Rewrite the lines below, starting with the line containing "Check that each instance of the white kitchen" and going on through the final line, requests included, with every x and y coordinate in the answers shifted up by 15.

═════ Records supplied

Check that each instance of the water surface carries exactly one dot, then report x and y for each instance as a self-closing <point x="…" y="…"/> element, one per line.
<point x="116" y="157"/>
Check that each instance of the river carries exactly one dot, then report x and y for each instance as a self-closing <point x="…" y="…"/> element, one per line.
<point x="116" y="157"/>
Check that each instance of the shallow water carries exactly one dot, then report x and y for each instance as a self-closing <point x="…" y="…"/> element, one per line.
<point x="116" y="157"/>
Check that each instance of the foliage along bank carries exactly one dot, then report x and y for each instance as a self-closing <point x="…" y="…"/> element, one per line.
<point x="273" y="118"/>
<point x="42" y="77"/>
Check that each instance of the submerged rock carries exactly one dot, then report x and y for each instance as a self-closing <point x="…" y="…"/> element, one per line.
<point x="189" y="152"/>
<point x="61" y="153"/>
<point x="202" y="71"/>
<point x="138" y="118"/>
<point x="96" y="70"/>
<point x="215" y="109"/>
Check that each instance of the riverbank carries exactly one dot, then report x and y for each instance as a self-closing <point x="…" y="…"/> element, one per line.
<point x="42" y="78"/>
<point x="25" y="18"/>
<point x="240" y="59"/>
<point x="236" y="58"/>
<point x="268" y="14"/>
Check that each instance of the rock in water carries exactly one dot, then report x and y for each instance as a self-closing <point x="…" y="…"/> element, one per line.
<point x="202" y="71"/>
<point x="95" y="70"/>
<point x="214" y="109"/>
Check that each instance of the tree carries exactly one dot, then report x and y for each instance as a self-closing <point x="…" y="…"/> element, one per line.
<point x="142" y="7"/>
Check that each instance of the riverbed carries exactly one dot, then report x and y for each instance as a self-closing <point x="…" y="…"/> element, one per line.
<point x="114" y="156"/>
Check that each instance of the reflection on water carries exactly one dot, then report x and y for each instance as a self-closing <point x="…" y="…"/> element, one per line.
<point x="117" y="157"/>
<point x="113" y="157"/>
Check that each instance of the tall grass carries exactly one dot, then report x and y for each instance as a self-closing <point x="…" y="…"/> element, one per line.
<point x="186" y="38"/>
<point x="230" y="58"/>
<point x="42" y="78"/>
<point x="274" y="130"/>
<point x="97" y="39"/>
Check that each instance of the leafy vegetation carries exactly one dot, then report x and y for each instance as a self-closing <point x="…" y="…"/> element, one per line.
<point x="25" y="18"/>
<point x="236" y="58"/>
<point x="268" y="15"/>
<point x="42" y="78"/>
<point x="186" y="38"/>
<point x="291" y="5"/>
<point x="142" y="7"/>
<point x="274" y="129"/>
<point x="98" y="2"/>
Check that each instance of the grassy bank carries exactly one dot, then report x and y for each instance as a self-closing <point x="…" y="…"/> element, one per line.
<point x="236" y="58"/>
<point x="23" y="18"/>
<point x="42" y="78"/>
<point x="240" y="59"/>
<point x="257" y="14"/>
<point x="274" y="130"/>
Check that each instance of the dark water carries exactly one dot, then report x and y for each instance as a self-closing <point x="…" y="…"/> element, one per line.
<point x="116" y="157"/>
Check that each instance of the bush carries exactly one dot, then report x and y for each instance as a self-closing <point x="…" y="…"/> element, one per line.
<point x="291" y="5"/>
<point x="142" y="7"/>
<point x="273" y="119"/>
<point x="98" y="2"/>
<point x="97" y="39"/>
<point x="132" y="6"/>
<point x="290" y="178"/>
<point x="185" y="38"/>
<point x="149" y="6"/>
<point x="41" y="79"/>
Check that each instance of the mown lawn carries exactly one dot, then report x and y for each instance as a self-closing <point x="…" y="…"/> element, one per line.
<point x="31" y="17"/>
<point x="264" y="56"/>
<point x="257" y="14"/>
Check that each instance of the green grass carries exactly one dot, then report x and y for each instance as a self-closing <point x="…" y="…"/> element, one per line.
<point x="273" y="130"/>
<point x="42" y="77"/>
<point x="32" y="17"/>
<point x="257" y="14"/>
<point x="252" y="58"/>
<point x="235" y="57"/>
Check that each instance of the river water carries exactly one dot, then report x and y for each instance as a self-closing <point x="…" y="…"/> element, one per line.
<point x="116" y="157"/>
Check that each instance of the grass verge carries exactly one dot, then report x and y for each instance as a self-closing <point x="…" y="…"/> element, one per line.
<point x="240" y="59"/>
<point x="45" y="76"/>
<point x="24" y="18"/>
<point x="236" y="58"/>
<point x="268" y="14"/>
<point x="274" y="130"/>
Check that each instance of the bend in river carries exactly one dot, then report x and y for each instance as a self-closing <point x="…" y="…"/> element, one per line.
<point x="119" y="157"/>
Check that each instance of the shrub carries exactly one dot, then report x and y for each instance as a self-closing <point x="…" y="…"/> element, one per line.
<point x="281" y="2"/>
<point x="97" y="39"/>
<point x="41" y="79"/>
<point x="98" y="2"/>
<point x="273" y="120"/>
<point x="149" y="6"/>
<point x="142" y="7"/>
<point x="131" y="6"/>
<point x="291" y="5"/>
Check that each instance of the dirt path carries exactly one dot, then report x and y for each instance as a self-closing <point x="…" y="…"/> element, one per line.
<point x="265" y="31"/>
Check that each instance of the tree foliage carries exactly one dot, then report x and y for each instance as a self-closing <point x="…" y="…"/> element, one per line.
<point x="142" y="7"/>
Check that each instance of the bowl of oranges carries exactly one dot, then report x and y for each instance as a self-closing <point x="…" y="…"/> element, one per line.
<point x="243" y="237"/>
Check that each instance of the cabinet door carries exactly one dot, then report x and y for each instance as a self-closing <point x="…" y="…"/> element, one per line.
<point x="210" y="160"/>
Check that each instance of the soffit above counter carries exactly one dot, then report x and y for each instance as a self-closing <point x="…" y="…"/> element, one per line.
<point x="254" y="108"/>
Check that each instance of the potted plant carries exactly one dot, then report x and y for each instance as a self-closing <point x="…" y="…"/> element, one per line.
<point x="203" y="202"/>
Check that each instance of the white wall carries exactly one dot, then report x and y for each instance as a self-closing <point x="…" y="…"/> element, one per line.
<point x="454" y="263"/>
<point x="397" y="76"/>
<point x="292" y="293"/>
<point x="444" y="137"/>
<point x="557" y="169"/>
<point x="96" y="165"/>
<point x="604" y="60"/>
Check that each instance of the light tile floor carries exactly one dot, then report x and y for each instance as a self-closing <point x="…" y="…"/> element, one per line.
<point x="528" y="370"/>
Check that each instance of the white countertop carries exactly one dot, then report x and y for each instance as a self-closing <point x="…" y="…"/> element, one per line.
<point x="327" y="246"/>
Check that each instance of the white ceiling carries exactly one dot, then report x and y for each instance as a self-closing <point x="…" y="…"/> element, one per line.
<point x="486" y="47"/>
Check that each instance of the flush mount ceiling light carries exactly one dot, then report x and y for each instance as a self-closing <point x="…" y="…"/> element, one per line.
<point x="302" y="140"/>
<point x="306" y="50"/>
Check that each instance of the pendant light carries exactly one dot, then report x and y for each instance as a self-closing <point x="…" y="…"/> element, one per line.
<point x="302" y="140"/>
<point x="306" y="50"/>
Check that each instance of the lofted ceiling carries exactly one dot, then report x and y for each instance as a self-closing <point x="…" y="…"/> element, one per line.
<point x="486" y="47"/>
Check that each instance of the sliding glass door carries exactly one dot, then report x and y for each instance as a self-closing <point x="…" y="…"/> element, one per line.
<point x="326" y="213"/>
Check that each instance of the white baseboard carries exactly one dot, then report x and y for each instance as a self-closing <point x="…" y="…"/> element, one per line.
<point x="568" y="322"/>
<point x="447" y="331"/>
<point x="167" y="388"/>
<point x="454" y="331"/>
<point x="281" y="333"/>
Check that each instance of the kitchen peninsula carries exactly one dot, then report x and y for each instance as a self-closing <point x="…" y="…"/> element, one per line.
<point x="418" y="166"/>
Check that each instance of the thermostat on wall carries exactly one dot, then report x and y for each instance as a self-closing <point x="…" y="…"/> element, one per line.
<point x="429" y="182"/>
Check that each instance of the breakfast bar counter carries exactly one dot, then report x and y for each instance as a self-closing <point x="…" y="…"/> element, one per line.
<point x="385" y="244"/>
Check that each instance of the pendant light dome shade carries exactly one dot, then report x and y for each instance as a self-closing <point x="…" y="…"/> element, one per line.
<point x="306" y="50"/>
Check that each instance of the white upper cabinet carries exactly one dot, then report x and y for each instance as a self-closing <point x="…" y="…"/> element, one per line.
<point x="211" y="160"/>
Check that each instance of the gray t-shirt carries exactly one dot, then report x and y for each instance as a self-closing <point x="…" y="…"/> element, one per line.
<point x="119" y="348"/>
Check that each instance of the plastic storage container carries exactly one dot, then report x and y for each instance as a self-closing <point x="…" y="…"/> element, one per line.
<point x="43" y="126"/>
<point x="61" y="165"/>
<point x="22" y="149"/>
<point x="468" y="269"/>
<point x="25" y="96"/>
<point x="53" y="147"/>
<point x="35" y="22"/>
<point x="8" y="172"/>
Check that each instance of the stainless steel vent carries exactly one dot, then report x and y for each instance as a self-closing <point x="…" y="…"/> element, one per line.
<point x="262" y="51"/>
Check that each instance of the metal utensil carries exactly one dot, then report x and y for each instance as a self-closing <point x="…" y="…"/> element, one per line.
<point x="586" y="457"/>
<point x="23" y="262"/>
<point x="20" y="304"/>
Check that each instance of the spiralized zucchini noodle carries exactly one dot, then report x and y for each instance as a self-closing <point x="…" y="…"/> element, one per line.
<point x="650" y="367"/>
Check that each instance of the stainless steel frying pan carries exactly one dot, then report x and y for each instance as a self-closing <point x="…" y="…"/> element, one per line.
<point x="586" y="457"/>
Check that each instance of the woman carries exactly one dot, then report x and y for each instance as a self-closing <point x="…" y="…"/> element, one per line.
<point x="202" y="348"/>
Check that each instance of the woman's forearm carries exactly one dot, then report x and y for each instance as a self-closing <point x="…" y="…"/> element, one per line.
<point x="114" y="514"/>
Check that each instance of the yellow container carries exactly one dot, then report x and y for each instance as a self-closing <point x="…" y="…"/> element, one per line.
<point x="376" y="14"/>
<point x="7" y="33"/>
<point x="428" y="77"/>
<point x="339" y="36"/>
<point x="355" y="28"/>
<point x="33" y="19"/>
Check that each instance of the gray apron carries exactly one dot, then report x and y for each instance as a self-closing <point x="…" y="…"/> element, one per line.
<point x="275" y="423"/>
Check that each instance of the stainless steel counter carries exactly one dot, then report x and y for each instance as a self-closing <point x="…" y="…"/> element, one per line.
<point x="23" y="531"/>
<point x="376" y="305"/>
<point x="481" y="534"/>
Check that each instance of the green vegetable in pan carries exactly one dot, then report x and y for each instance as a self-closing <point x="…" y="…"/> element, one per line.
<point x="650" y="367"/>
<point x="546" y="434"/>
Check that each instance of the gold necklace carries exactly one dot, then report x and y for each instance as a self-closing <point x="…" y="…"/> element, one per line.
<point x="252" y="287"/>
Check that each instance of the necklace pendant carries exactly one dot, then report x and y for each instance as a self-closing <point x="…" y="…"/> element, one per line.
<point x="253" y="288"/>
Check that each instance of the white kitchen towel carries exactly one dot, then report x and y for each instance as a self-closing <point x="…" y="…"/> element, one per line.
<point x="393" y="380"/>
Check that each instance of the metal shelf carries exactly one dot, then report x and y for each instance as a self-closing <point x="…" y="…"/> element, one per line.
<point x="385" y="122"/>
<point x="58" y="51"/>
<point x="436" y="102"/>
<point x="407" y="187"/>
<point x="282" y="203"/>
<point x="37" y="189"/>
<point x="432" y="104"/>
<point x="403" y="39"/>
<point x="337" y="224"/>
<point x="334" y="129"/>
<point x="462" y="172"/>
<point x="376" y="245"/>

══════════

_Solution for this problem_
Check that each instance of the white kitchen towel carries exactly one dot, then report x and y for each instance as a self-closing <point x="…" y="…"/> element, one per line.
<point x="408" y="395"/>
Check that each instance of the metal shelf carries exactly one dot, then report x and y for each instance as a self-closing <point x="…" y="…"/> element, one per line.
<point x="400" y="137"/>
<point x="73" y="66"/>
<point x="451" y="117"/>
<point x="422" y="202"/>
<point x="297" y="218"/>
<point x="52" y="204"/>
<point x="447" y="119"/>
<point x="418" y="54"/>
<point x="352" y="239"/>
<point x="349" y="144"/>
<point x="477" y="187"/>
<point x="391" y="260"/>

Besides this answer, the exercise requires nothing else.